> **WHAT THE TASK REQUIRES**: Copy out every entry precisely.

• • • •

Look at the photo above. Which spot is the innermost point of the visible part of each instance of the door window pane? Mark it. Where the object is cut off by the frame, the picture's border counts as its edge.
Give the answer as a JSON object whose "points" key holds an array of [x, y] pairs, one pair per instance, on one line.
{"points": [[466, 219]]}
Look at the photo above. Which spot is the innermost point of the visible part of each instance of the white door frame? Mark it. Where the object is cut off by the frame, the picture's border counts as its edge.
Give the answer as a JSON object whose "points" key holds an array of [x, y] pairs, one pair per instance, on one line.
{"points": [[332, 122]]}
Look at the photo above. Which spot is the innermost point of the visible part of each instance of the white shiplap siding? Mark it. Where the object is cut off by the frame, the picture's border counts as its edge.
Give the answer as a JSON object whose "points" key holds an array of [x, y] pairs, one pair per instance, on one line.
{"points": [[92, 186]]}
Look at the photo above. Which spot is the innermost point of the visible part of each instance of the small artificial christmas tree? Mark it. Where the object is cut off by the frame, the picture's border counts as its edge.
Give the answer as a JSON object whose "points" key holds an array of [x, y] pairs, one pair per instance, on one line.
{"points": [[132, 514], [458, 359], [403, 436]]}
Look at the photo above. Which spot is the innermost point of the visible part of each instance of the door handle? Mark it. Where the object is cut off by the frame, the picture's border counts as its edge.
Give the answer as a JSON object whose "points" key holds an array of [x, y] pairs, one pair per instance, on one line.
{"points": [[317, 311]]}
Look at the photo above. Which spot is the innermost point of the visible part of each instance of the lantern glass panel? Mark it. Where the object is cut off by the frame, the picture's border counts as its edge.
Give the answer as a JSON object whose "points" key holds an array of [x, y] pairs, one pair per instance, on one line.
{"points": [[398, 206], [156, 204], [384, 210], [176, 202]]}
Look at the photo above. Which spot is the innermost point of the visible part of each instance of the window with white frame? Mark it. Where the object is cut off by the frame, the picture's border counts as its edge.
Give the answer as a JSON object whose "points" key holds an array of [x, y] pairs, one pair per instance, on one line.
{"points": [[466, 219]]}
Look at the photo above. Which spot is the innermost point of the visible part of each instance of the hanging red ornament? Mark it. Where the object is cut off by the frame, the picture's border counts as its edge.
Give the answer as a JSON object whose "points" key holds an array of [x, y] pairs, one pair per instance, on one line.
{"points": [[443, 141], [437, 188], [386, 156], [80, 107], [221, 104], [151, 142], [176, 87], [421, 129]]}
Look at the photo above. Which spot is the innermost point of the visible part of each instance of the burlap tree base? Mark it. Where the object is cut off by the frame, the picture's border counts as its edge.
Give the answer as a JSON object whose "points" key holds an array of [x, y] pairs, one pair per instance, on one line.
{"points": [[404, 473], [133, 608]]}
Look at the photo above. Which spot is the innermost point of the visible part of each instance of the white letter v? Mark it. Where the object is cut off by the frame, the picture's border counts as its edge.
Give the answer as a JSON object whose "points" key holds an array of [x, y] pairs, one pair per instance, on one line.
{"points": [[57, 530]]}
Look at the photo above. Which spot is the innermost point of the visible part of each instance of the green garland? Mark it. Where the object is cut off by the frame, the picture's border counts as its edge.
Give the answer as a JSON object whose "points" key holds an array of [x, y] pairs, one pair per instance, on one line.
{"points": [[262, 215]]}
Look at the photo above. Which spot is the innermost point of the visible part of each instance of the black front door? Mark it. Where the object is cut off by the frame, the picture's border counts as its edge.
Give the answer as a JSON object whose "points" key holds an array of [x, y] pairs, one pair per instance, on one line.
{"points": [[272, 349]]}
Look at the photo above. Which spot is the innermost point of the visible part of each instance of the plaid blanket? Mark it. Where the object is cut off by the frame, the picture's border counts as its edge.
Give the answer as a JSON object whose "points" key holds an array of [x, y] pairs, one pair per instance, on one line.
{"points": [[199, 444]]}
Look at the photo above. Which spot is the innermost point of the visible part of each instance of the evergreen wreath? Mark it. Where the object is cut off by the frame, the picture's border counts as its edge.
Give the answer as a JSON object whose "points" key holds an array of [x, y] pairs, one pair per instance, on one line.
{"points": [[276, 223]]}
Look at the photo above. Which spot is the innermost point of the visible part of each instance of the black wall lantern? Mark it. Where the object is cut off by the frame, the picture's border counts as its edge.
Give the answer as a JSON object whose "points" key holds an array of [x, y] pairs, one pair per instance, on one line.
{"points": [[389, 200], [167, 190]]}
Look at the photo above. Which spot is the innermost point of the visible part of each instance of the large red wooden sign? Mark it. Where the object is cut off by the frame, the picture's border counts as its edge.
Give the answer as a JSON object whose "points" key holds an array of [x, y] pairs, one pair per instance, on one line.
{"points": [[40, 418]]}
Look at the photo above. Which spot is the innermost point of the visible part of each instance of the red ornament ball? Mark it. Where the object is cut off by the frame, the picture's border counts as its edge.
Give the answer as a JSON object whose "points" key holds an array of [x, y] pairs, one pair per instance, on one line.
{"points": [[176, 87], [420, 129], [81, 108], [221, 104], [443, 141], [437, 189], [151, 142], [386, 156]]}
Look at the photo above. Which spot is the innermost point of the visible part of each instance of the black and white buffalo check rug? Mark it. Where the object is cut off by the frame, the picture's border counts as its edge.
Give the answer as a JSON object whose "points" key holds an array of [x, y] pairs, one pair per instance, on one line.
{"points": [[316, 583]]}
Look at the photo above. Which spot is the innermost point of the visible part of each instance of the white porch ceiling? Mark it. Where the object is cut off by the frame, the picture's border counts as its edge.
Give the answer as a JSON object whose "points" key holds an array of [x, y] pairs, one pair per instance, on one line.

• • • •

> **RESULT OF THIS TASK**:
Look at the photo above. Which spot is the innermost point of the visible part of each instance of the door window pane? Mark it. Where the object is cut off by the frame, the picture's border counts as its edge.
Give the answer as a JSON object whose "points" key holds an array of [x, y] pairs, one pair per instance, on one line.
{"points": [[466, 219]]}
Look at the photo above. Which spot is the innermost point of the visible part of each instance of the white door frame? Mark it. Where the object is cut off by the frame, the picture's border counts as its edge.
Give the answer as a JSON object whose "points" key holds an array of [x, y] pairs, one pair per instance, on one line.
{"points": [[332, 122]]}
Look at the photo above. Which spot is the innermost point of the visible part of each instance of the white shiplap siding? Mark it. Where the object is cut off by the frame, the picture's border counts as its edge.
Give the answer as a JSON object whose "points" key holds an array of [x, y] pairs, one pair per instance, on one line.
{"points": [[92, 186]]}
Look at the photo above. Which spot is the innermost point of the visible part of each instance of the small artificial christmas tree? Mark it. Where the object is cut off by the frame, the picture's border counts as its edge.
Give the answer as a JSON object whose "points" key holds an array of [x, y] pairs, one pair per instance, on one line.
{"points": [[132, 514], [458, 359], [403, 436]]}
Look at the photo above. Which spot is the innermost point of the visible part of each instance of the door handle? Mark it. Where the object is cut off by the frame, the picture's border counts as its edge.
Give the answer as a JSON object whose "points" key holds an array of [x, y] pairs, one pair per instance, on one line.
{"points": [[317, 311]]}
Look at the photo above. Which spot is the innermost point of the visible part of each instance of the lantern glass panel? Mark it. Where the object is cut off by the frame, the picture's border counts as its edge.
Give the answer as a JSON object whose "points" key holds an array of [x, y] pairs, one pair per instance, on one line.
{"points": [[398, 206], [156, 204], [384, 210], [176, 202]]}
Look at the photo above. Which spot is the innermost point of the visible part of each instance of the window with white frame? Mark it. Where the object is cut off by the frame, the picture's border counts as its edge.
Give the answer as a JSON object whose "points" key holds an array of [x, y] pairs, one pair per instance, on one line.
{"points": [[466, 219]]}
Look at the photo above. Which spot is the innermost point of the visible part of each instance of the hanging red ornament? Mark it. Where the object is cut off by the frame, the picture's border counts as its edge.
Give the answer as a JSON object whose "points" key holds an array of [x, y] pairs, one pair per instance, on one line.
{"points": [[443, 141], [437, 188], [386, 156], [80, 107], [221, 104], [151, 142], [176, 87], [421, 129]]}
Look at the photo above. Which spot is the innermost point of the visible part of each instance of the burlap tree base? Mark it. Where the object is cut off by the frame, the picture's border counts as its edge.
Give the answer as a JSON object whose "points" key holds an array of [x, y] pairs, one pair per instance, on one line.
{"points": [[404, 473], [133, 608]]}
Look at the photo above. Which spot is the innermost point of the visible part of each instance of the white letter v? Mark it. Where the object is cut off by the frame, the picture's border counts as its edge.
Give the answer as a JSON object whose "points" key holds an array of [x, y] pairs, one pair per instance, on one line.
{"points": [[57, 530]]}
Look at the photo above. Which spot is the innermost point of the visible part of each instance of the green garland? Mark it. Where the object is cut off by the frame, the picture's border counts as its edge.
Give the answer as a JSON object whose "points" key holds an array of [x, y] pairs, one pair per instance, on one line.
{"points": [[262, 215]]}
Look at the photo above. Which spot is the innermost point of the visible part of each instance of the black front door? Mark it. Where the object is cut off by the frame, the picture's border counts as its edge.
Give the answer as a JSON object whose "points" key holds an array of [x, y] pairs, one pair per instance, on one line.
{"points": [[272, 349]]}
Look at the photo above. Which spot is the innermost point of the visible part of each instance of the plaid blanket? Mark it. Where the object is cut off by the frame, the picture's border counts as its edge.
Give the answer as a JSON object whose "points" key holds an array of [x, y] pairs, one pair per instance, on one line.
{"points": [[199, 444]]}
Look at the photo above. Which spot is the innermost point of the visible part of each instance of the evergreen wreath? Mark it. Where the object is cut off by the frame, the picture's border counts as its edge.
Give the answer as a JSON object whose "points" key holds an array of [x, y] pairs, one pair per instance, on one line.
{"points": [[276, 223]]}
Look at the photo above. Which spot is the innermost point of the visible part of each instance of the black wall lantern? Mark it. Where the object is cut off by the frame, the picture's border counts as its edge.
Give the answer as a JSON object whose "points" key holds an array of [x, y] pairs, one pair per instance, on one line.
{"points": [[389, 200], [167, 190]]}
Look at the photo above. Which spot is the innermost point of the visible part of each instance of the large red wooden sign? Mark it. Where the object is cut off by the frame, the picture's border counts as its edge.
Give the answer as a JSON object whose "points" key holds an array of [x, y] pairs, one pair per instance, on one line.
{"points": [[40, 418]]}
Look at the photo above. Which spot is the innermost point of the visible part of each instance of the red ornament ball? Mark it. Where the object is cut off by the frame, the picture's border counts as its edge.
Give the answer as a JSON object whose "points" key holds an array of [x, y] pairs, one pair per instance, on one line.
{"points": [[176, 87], [420, 129], [81, 108], [221, 104], [443, 141], [437, 189], [151, 142], [386, 156]]}
Look at the photo above. Which spot is the innermost point of the visible part of each instance of the black and white buffalo check rug? Mark it. Where the object is cut off by the frame, the picture's border counts as its edge.
Give the answer as a JSON object whose "points" key holds an array of [x, y] pairs, one pair per instance, on one line.
{"points": [[316, 583]]}
Look at the photo above. Which spot is the innermost point of the visible part of each instance of the white porch ceiling? Mark it. Where the object is cut off by the frame, the picture's border counts as its edge.
Give the answer as a JSON object whose "points" key holds an array of [x, y] pairs, one pair per instance, on one line.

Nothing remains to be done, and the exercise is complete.